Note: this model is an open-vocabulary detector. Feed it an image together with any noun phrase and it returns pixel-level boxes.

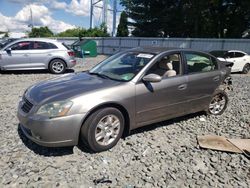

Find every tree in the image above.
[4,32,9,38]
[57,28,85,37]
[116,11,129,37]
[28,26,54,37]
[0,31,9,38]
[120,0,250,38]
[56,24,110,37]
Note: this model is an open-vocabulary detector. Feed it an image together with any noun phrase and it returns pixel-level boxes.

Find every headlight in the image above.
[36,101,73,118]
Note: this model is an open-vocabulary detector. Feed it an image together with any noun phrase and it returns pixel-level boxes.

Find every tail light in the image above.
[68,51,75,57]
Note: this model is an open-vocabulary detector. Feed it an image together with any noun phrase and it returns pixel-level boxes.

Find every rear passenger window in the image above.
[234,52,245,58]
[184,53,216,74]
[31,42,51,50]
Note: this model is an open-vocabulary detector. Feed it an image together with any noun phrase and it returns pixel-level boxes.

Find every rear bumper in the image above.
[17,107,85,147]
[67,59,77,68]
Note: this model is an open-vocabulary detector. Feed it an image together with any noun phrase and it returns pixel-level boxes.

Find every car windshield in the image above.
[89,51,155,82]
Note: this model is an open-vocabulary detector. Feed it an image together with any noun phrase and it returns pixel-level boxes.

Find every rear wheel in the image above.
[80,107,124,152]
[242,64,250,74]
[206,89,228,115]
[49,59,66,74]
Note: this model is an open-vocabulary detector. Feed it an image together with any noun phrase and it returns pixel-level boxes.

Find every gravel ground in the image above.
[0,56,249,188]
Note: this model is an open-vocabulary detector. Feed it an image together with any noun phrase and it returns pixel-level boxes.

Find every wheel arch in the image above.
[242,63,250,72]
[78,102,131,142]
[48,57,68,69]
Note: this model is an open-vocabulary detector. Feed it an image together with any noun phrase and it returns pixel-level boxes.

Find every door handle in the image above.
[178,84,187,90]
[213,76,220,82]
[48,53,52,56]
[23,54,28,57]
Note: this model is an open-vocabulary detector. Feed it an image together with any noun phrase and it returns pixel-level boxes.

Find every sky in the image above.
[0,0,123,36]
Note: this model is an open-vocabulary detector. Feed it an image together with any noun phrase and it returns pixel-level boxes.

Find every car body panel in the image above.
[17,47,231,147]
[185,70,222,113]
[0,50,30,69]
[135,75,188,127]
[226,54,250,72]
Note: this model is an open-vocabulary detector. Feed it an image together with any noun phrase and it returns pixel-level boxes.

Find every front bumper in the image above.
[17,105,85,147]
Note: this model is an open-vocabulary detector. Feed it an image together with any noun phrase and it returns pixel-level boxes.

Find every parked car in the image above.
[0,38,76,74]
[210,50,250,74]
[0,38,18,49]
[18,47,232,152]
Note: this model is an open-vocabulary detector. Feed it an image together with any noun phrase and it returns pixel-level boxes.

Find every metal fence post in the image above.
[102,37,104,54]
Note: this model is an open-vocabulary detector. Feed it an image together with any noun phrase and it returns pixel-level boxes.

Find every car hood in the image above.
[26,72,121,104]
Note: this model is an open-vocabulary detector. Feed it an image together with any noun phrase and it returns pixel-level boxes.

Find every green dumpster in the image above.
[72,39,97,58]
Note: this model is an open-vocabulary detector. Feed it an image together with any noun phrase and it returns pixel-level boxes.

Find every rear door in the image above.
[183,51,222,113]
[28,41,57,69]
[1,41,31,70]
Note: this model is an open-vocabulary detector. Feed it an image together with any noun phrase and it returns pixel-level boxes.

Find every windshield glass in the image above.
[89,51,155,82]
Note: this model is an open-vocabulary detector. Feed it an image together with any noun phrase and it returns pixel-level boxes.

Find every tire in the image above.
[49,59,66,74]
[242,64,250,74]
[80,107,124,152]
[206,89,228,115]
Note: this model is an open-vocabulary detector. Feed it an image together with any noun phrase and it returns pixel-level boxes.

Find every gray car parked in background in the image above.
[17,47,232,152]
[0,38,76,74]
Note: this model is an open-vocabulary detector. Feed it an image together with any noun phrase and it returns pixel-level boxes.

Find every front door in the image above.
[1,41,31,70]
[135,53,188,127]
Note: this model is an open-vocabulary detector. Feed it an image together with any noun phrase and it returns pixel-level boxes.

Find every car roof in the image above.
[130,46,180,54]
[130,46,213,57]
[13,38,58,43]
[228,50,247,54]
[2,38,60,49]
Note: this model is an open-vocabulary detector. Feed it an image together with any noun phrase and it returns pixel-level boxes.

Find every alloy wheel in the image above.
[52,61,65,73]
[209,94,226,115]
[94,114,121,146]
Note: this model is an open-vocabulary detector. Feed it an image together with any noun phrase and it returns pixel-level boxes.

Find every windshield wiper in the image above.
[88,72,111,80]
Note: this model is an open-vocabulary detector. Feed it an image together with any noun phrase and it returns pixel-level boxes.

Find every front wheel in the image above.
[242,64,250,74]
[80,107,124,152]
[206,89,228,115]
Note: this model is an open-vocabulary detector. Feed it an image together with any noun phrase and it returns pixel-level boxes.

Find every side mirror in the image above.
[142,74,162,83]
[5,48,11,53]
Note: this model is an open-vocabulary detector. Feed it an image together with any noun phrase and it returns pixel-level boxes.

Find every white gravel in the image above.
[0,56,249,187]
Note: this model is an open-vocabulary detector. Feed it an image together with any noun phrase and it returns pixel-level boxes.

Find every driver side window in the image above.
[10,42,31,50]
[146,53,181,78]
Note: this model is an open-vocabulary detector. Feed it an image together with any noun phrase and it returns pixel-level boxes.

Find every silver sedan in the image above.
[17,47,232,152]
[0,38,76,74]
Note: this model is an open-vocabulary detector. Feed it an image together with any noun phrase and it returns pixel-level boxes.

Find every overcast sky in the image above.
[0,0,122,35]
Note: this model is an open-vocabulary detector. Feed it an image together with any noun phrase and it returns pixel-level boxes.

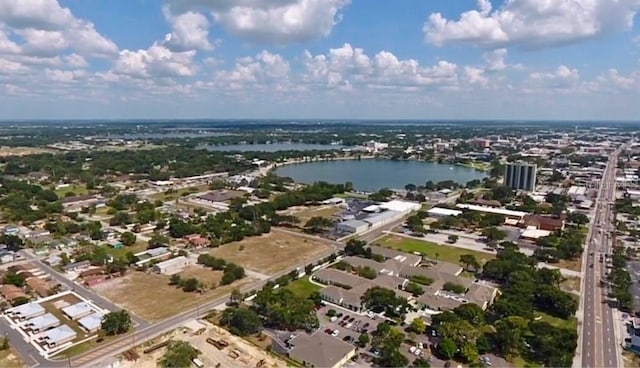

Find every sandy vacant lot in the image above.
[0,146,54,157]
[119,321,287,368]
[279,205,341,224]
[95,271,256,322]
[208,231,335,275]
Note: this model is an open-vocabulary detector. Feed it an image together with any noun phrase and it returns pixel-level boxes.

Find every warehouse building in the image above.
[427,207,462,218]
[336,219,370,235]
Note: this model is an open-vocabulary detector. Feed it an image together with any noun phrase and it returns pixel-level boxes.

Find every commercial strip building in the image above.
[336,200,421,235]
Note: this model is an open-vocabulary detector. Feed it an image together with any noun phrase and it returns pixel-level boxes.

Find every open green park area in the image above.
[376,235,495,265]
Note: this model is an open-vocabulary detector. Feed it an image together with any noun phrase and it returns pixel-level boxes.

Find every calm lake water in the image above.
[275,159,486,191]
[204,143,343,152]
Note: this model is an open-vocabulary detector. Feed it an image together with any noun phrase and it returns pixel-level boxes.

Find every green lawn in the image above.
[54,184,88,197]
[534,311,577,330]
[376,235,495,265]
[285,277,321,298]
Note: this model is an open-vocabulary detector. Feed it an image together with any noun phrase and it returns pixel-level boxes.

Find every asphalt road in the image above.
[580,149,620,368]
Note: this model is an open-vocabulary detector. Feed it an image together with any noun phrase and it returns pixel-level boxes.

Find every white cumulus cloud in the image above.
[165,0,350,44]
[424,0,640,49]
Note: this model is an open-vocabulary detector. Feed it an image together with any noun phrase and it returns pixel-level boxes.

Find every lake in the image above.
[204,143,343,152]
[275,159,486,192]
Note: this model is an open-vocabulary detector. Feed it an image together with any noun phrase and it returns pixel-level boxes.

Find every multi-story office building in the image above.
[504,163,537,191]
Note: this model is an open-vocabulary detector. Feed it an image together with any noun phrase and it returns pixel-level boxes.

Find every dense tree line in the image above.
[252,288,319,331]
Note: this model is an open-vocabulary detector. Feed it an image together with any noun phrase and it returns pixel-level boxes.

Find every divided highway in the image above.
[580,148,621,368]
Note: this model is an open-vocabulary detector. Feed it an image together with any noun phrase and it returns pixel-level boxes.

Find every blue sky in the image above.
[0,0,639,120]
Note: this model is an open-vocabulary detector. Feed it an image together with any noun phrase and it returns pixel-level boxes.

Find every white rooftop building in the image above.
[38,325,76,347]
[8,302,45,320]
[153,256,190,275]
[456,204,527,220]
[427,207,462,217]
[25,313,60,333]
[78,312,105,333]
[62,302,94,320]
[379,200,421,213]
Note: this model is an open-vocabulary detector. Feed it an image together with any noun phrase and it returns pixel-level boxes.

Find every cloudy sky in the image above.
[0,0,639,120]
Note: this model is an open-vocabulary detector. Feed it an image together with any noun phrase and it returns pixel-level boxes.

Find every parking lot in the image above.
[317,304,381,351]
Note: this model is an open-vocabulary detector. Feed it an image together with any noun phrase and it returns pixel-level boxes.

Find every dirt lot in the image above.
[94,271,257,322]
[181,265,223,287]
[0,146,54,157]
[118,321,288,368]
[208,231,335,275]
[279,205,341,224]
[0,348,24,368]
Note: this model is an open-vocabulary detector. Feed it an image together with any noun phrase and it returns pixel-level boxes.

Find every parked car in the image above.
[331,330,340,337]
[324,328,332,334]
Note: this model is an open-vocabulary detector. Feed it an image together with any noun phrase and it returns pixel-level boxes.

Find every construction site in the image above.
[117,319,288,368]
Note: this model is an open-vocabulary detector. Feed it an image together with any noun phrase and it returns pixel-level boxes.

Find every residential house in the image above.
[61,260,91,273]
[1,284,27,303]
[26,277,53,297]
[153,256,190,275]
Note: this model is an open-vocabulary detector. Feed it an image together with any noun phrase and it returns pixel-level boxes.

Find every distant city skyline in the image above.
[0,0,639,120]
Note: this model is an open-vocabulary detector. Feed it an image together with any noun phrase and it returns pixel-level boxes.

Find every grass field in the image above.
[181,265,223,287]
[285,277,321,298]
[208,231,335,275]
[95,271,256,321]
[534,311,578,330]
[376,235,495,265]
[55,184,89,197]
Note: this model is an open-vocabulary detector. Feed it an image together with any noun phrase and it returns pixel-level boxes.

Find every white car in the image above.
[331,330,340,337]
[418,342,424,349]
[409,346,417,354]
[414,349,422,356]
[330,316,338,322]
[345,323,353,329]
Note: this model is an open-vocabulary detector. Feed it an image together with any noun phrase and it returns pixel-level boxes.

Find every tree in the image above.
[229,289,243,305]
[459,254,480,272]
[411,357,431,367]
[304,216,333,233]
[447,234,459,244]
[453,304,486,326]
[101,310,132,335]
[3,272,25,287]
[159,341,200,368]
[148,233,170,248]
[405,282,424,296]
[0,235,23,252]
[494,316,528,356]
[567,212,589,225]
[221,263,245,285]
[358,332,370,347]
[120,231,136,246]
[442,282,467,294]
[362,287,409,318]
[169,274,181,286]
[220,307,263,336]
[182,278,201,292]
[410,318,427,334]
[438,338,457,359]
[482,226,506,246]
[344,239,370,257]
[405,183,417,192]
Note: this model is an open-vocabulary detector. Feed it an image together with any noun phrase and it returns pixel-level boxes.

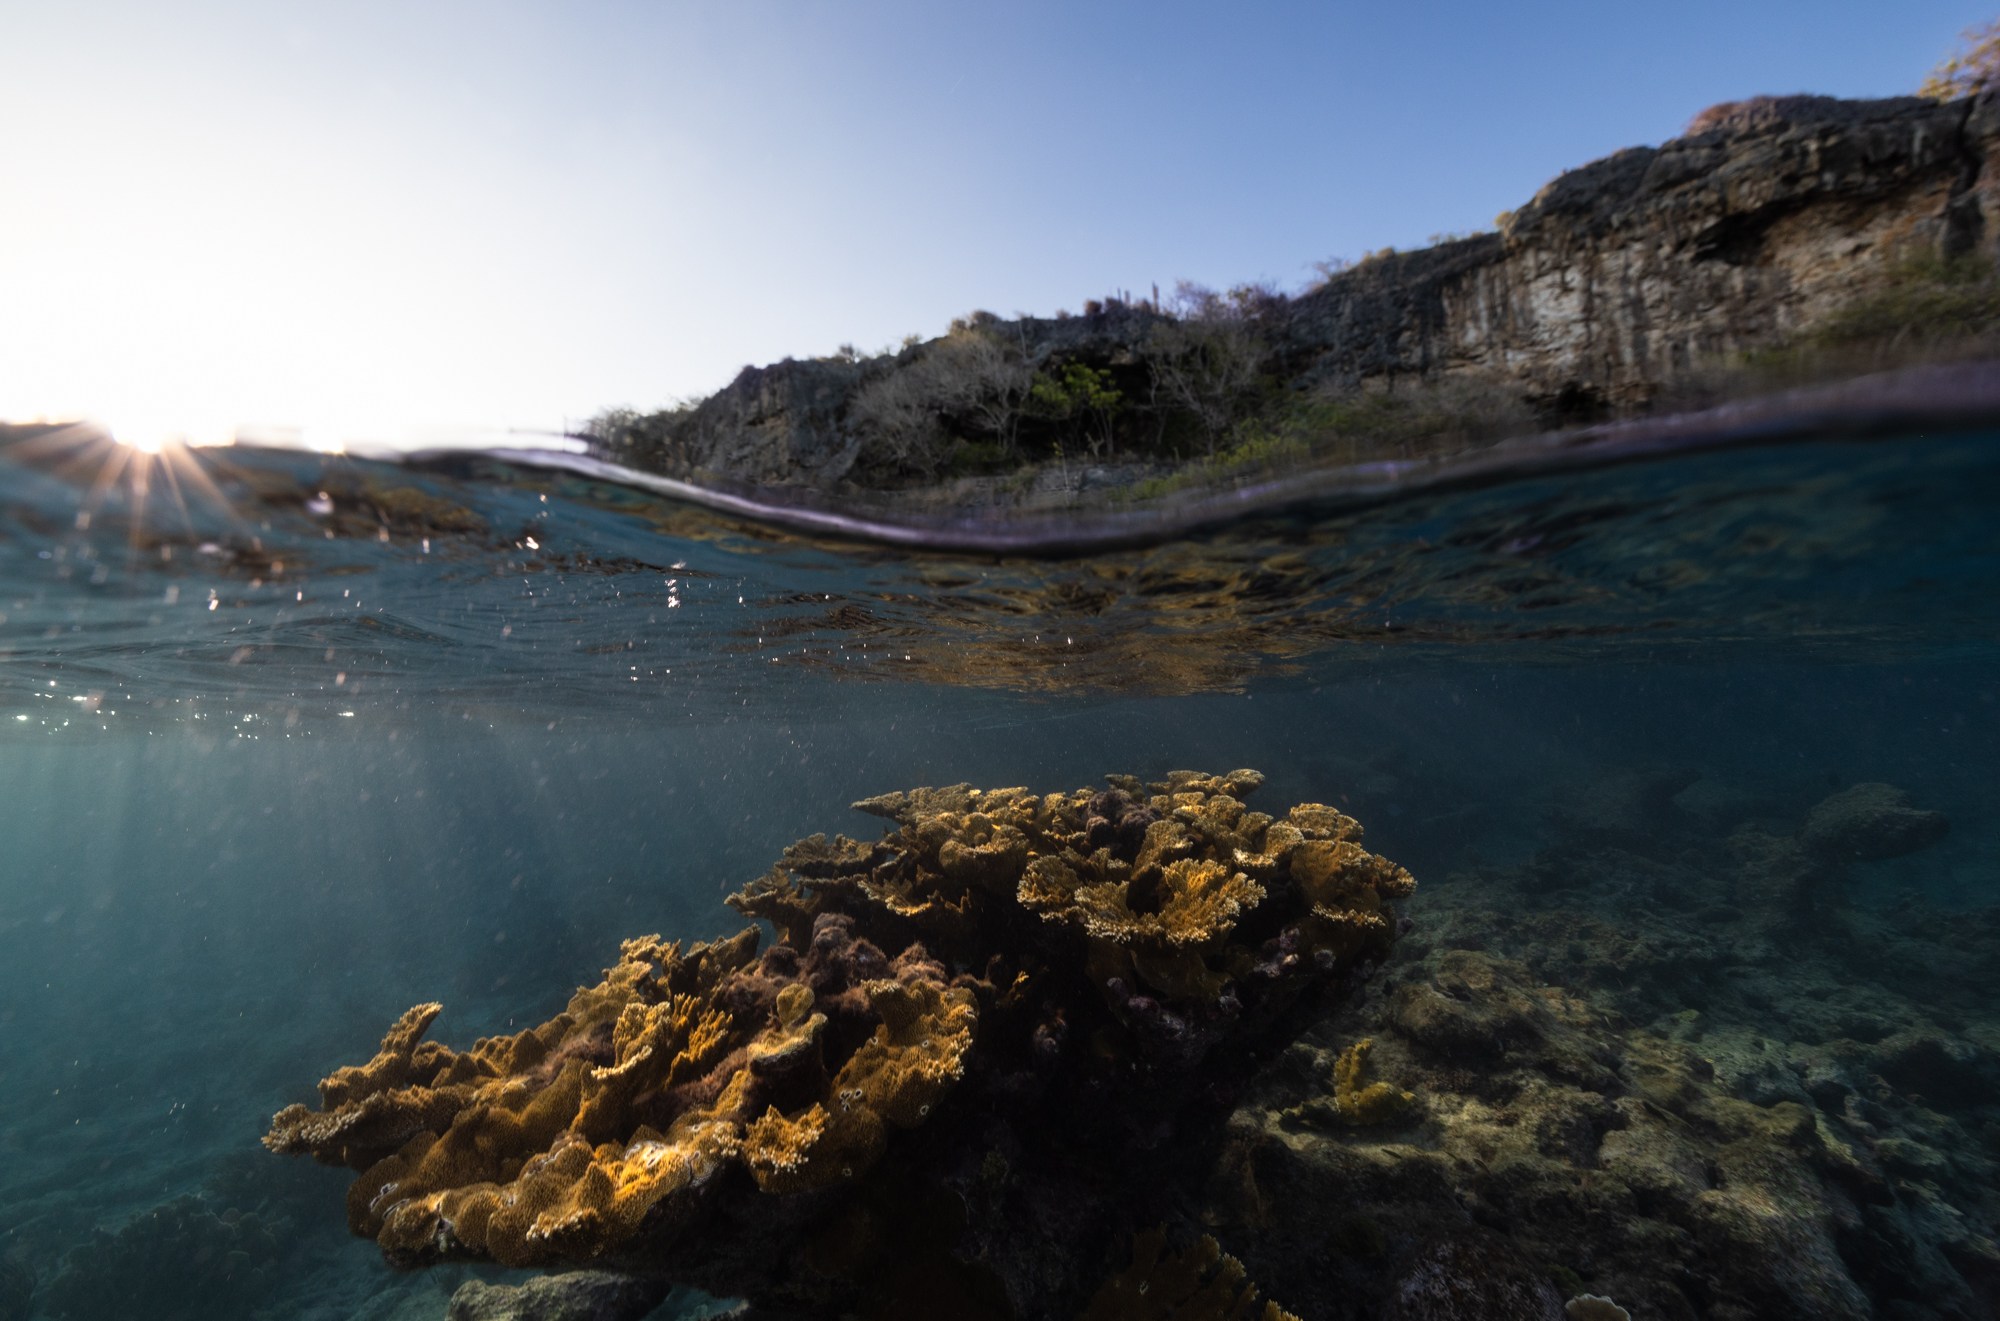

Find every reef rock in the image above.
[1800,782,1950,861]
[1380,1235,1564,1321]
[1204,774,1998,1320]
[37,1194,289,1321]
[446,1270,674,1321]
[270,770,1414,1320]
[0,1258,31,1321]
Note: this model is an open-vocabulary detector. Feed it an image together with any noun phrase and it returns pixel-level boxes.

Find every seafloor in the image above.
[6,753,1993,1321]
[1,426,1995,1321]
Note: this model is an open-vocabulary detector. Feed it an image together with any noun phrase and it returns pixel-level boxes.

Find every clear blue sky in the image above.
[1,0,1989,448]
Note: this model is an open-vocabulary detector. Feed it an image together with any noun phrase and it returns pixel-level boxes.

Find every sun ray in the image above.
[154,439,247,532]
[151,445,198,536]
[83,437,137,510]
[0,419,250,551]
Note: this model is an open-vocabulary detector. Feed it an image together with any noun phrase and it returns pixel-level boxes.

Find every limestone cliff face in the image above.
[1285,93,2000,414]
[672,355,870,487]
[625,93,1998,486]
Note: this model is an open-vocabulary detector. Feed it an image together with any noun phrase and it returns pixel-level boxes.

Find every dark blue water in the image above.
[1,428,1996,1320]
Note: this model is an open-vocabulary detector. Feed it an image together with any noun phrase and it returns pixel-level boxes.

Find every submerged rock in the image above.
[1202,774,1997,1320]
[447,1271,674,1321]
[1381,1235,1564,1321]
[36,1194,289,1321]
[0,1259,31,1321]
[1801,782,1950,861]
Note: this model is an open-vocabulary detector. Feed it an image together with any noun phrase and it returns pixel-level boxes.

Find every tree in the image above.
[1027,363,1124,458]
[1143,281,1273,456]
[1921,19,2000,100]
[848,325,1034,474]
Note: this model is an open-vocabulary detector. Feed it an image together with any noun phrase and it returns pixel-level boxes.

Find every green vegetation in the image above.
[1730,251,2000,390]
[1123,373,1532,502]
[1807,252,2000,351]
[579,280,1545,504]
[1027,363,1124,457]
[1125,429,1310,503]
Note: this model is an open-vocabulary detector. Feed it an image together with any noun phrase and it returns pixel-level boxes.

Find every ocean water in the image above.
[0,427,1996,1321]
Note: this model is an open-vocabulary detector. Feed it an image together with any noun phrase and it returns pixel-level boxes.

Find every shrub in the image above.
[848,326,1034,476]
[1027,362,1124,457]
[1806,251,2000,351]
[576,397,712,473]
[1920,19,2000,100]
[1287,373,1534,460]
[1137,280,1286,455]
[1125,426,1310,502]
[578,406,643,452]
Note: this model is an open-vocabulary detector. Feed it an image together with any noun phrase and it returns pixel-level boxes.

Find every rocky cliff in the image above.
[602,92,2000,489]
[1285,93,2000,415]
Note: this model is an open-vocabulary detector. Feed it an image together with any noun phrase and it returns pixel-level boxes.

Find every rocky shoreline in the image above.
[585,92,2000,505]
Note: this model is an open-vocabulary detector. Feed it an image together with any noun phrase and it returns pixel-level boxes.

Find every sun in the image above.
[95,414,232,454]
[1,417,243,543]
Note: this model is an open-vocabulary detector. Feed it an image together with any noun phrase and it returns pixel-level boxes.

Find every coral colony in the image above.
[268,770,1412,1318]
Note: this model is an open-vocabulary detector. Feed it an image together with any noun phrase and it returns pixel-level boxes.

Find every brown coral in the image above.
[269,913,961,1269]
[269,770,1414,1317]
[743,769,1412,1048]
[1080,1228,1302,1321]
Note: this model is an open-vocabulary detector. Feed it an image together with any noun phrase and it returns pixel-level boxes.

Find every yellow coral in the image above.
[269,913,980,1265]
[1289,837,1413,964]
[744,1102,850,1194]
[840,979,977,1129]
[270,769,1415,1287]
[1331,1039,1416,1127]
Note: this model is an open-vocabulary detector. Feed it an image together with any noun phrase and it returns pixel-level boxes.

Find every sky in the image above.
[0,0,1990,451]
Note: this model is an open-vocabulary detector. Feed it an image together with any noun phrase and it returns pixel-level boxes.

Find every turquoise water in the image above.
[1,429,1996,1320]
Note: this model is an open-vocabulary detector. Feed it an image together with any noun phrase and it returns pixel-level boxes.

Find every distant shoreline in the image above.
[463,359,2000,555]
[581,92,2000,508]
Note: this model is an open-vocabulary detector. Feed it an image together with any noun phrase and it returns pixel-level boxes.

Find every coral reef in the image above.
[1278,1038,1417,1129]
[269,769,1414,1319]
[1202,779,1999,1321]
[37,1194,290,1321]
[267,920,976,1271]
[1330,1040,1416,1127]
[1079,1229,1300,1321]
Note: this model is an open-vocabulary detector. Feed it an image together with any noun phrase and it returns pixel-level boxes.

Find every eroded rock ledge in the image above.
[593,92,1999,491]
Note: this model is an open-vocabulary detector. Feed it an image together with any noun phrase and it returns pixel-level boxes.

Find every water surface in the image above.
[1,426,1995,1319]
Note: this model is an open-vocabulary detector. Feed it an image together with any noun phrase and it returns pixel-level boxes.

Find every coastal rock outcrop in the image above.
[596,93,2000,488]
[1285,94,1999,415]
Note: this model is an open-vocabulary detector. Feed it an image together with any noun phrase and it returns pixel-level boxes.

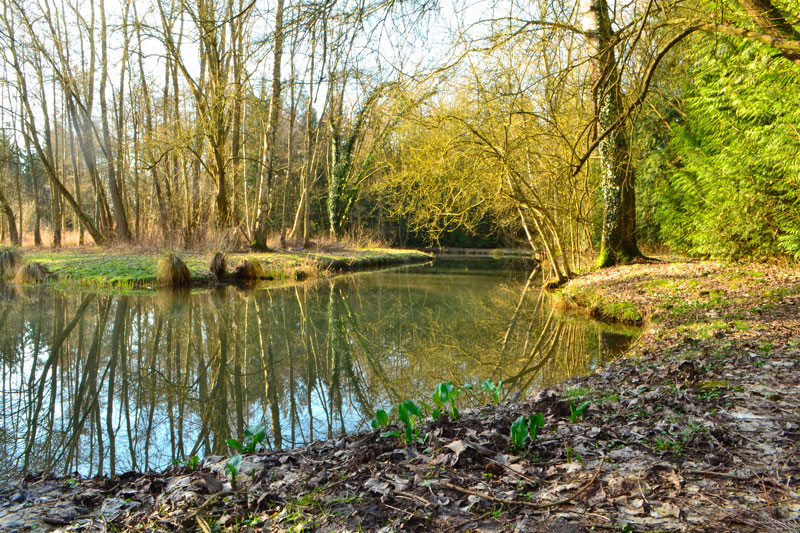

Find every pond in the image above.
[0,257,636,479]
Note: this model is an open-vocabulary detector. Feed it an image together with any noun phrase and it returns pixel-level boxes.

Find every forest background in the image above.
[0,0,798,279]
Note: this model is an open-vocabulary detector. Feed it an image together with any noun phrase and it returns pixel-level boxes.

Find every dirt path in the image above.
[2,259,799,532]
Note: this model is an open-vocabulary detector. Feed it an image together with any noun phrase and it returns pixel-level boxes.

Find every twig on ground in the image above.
※
EXERCISE DESCRIPTION
The exact lines from the one containing "Find every forest" through the end of the listing above are the expected output; include nothing else.

RESULT OF THIS EXERCISE
Find every forest background in the image above.
[0,0,798,279]
Note: this model is an open-vocabulary detector. Feed it an image together with any noun phrase and it returns pixel-level boxes.

Find every dirt path in the image above.
[2,259,799,532]
Note: this model is an open-vocabulary detector. Feed it an image together with any noun phrase and it returns pixel-level boxes.

Find every twig on ground in the image above.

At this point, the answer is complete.